Session 1604: Visions of Authority, III: Looking for a Synthesis - Authoritative Traditions and Local Practices

Thursday 7 July 2022, 11.15-12.45

Sponsor:Radboud Institute for Culture & History (RICH), Radboud Universiteit Nijmegen
Organiser:Riccardo Macchioro, Fondazione Ezio Franceschini (FEF) - Società Internazionale per lo Studio del Medioevo Latino (SISMEL), Firenze
Moderator/Chair:Sarah M. Hamilton, Department of History, University of Exeter
Paper 1604-aTracing the Border of Authority: Paul the Deacon's Homiliary and the Performance of Orthodoxy
(Language: English)
Zachary Guiliano, Westcott House, University of Cambridge
Index terms: Ecclesiastical History, Language and Literature - Latin, Liturgy, Sermons and Preaching
Paper 1604-bCultural Hybridity in the Cordoban Calendar at the Border between Christian, Arabic, and Jewish Traditions
(Language: English)
Cathrien Hoijinck, Departement Geschiedenis, Kunstgeschiedenis en Oudheid, Radboud Universiteit Nijmegen
Index terms: Ecclesiastical History, Islamic and Arabic Studies, Liturgy
Paper 1604-cSinging with Authority: Liturgical Booklets and Visions of Authority in the 10th Century
(Language: English)
Lenneke Van Raaij, Department of History, University of Exeter
Index terms: Ecclesiastical History, Language and Literature - Latin, Liturgy, Manuscripts and Palaeography
Abstract

The 'Visions of Authority' series investigates how medieval scribes and compilers manipulate the authority of their material. The focus is on genres connected to religious history, which are traditionally imbued with significant authority, but simultaneously exhibit strong instability and malleability in their transmission. This tension makes them interesting cases to study how authority is established, which practices can strengthen it, and how it influences the impact of a text.

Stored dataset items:
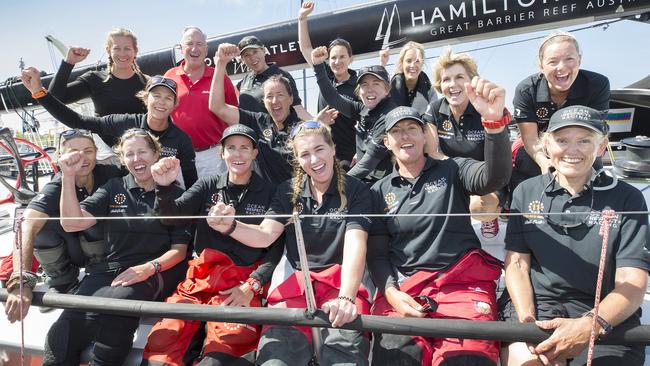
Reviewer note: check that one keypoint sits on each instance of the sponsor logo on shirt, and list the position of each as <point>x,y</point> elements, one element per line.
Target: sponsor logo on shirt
<point>119,206</point>
<point>533,216</point>
<point>169,151</point>
<point>254,209</point>
<point>436,185</point>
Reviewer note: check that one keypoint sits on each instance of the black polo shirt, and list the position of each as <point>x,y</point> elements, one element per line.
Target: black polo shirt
<point>251,199</point>
<point>251,93</point>
<point>133,242</point>
<point>532,101</point>
<point>174,141</point>
<point>412,243</point>
<point>343,132</point>
<point>564,261</point>
<point>417,98</point>
<point>273,162</point>
<point>464,138</point>
<point>324,235</point>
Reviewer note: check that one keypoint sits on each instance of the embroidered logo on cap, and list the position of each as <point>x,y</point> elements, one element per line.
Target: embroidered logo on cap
<point>119,198</point>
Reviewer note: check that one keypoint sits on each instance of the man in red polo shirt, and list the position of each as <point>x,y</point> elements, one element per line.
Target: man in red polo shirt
<point>192,115</point>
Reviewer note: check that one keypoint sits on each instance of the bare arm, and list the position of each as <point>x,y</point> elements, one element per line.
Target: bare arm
<point>517,268</point>
<point>217,103</point>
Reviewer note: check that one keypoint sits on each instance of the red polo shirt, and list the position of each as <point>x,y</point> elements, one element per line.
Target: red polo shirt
<point>192,114</point>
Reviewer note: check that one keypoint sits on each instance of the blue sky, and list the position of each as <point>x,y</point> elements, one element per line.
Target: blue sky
<point>616,52</point>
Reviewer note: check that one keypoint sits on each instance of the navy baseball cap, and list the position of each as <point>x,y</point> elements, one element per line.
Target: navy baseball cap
<point>402,113</point>
<point>579,116</point>
<point>241,130</point>
<point>249,42</point>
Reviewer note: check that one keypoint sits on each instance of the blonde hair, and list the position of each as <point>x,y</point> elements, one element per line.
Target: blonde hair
<point>399,68</point>
<point>299,173</point>
<point>555,38</point>
<point>448,59</point>
<point>122,32</point>
<point>152,141</point>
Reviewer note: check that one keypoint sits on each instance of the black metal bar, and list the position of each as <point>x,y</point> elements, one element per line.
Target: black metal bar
<point>502,331</point>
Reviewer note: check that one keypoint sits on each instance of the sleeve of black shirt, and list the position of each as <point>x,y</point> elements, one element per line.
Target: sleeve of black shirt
<point>187,156</point>
<point>346,107</point>
<point>189,203</point>
<point>47,200</point>
<point>376,152</point>
<point>379,266</point>
<point>103,126</point>
<point>68,92</point>
<point>480,177</point>
<point>264,272</point>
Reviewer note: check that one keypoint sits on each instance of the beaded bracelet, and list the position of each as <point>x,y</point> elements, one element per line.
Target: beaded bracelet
<point>347,298</point>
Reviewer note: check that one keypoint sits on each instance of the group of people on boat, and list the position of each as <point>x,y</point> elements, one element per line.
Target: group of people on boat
<point>384,181</point>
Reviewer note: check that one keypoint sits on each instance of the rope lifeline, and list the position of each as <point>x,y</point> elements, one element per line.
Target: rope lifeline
<point>608,216</point>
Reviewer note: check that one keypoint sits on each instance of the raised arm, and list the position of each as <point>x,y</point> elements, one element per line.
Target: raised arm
<point>217,103</point>
<point>32,80</point>
<point>348,108</point>
<point>75,90</point>
<point>303,31</point>
<point>255,236</point>
<point>71,211</point>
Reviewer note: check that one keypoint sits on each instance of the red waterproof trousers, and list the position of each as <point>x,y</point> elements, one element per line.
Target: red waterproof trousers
<point>212,272</point>
<point>466,290</point>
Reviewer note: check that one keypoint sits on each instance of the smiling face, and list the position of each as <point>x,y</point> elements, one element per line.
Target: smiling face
<point>316,157</point>
<point>372,90</point>
<point>560,65</point>
<point>406,141</point>
<point>255,59</point>
<point>160,102</point>
<point>277,100</point>
<point>138,156</point>
<point>238,152</point>
<point>122,50</point>
<point>339,61</point>
<point>194,48</point>
<point>572,151</point>
<point>452,85</point>
<point>412,64</point>
<point>87,147</point>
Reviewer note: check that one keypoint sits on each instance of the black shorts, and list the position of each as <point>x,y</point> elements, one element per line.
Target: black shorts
<point>548,309</point>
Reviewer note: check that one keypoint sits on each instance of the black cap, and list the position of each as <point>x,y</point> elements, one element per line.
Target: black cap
<point>241,130</point>
<point>249,42</point>
<point>376,70</point>
<point>580,116</point>
<point>159,80</point>
<point>401,113</point>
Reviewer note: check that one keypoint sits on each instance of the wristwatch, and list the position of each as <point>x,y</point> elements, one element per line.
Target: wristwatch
<point>255,285</point>
<point>498,123</point>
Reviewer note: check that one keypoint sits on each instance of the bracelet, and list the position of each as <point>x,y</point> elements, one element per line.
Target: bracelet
<point>498,123</point>
<point>606,327</point>
<point>156,266</point>
<point>231,229</point>
<point>29,280</point>
<point>341,297</point>
<point>39,94</point>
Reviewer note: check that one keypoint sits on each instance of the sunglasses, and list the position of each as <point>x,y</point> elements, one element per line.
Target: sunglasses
<point>428,305</point>
<point>159,79</point>
<point>304,125</point>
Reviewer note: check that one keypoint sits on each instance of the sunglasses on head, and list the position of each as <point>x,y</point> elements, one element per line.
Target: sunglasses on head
<point>159,79</point>
<point>428,305</point>
<point>304,125</point>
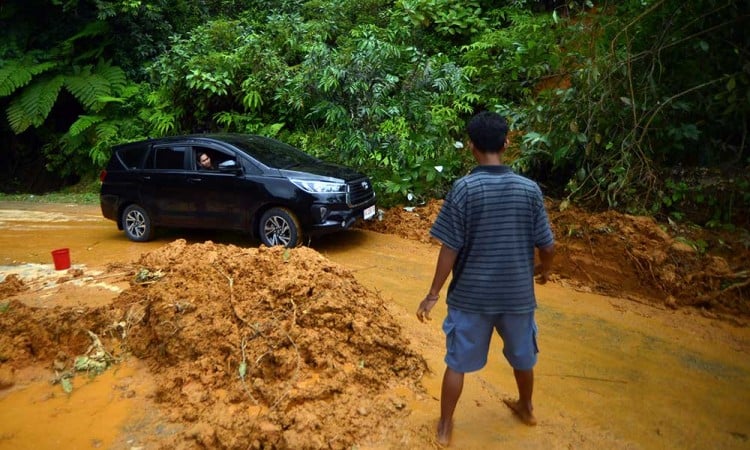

What to work on:
**A.** Could you duplicate the "Visions of Authority" session text from "Lenneke Van Raaij, Department" to "impact of a text."?
**B.** Can you go on with the "Visions of Authority" session text from the point where it stops?
The listing is separate material, apart from the "Visions of Authority" session text.

Outputs in order:
**A.**
Lenneke Van Raaij, Department of History, University of Exeter
Index terms: Ecclesiastical History, Language and Literature - Latin, Liturgy, Manuscripts and Palaeography
Abstract

The 'Visions of Authority' series investigates how medieval scribes and compilers manipulate the authority of their material. The focus is on genres connected to religious history, which are traditionally imbued with significant authority, but simultaneously exhibit strong instability and malleability in their transmission. This tension makes them interesting cases to study how authority is established, which practices can strengthen it, and how it influences the impact of a text.

**B.**
Medieval liturgical practices have always been deeply concerned with authoritative issues, suspended between keeping to well-established general traditions, and being influenced by historical circumstances and local usages. In the meanwhile, the compilers of liturgical instruments (calendars, hymns, and sermonaries) were confronted with the need to identify the sources able to grant authority to their production. In this session, we explore the cultural processes that led them to achieve a synthesis: from the selection of the most suitable chants to celebrate local saints in the Ottonian age, via the need for adapting the readings of the Church Fathers by removing anti-Jewish statements in Paul the Deacon's Homiliary, to the accomplishment of an unprecedented balance between Arabic, Jewish, and Christian heritages in a Mozarabic Calendar.